**Task to complete**. What you print should match the entries exactly, only without the pictures.
START Material supplied
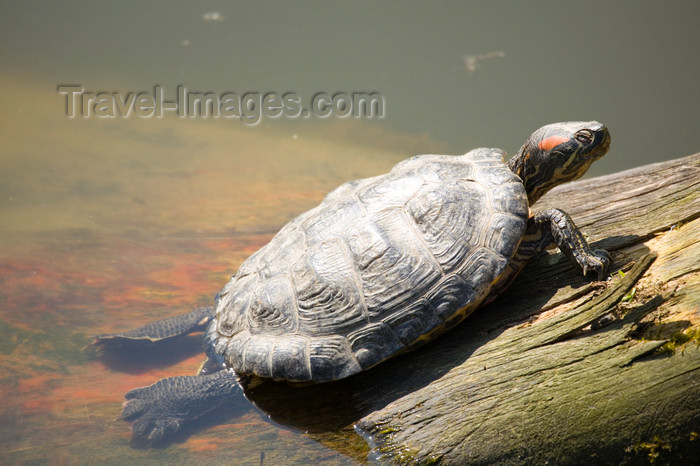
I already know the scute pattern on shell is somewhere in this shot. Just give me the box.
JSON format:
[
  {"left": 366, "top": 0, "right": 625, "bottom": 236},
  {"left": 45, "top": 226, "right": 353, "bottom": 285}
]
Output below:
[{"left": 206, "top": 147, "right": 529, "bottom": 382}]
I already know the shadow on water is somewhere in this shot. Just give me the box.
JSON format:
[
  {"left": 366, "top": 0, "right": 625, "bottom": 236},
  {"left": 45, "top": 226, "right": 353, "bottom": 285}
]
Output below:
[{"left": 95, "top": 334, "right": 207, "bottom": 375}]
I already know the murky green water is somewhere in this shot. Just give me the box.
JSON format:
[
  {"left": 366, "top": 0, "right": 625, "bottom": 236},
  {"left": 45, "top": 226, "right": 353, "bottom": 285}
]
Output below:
END Material supplied
**Response below**.
I already know the scute pattern on shell is somewhere in this shot. Just give me the box.
JSON format:
[
  {"left": 366, "top": 0, "right": 625, "bottom": 236},
  {"left": 45, "top": 226, "right": 353, "bottom": 285}
]
Output below:
[{"left": 206, "top": 147, "right": 529, "bottom": 382}]
I already know the shadow on water is somewhere in this shot. Just give me the box.
JSON format:
[
  {"left": 366, "top": 0, "right": 625, "bottom": 236},
  {"left": 45, "top": 226, "right": 353, "bottom": 285}
]
Output below:
[{"left": 95, "top": 334, "right": 207, "bottom": 375}]
I already know the murky green water is somewhere in this shot. Just give me the box.
JSON format:
[
  {"left": 366, "top": 0, "right": 625, "bottom": 236},
  {"left": 45, "top": 226, "right": 353, "bottom": 285}
]
Output below:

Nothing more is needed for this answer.